[Start of Supplied information]

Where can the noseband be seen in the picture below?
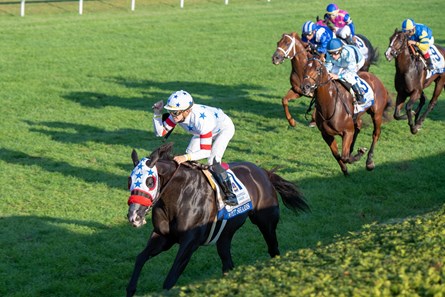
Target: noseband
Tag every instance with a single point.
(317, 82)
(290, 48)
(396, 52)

[End of Supplied information]
[Start of Supplied information]

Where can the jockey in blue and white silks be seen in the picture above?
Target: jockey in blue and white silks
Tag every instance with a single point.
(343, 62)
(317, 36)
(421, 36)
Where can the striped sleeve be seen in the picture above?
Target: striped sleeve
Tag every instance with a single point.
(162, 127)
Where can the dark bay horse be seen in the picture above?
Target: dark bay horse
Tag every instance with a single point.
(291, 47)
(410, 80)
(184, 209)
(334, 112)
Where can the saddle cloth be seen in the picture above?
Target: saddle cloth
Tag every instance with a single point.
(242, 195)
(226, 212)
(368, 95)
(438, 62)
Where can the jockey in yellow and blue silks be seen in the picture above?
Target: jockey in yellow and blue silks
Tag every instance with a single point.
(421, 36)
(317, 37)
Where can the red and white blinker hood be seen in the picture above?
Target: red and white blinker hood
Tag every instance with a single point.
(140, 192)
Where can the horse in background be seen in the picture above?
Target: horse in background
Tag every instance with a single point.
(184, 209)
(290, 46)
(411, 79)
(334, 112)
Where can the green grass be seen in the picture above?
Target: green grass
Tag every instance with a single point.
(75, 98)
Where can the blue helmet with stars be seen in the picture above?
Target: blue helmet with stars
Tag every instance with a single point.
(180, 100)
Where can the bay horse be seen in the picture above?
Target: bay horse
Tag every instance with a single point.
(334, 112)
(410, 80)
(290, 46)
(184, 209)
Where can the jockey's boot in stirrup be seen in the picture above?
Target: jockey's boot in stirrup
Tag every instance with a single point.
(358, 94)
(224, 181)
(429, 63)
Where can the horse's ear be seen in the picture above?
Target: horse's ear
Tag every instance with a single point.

[End of Supplied information]

Pick out each line of the entries above that contains the string "boot" and copy every such line in full. Treat the match as case-sensitive.

Where can the jockey's boot in stirrup be seen in the picture above?
Target: jockey's boot in stirrup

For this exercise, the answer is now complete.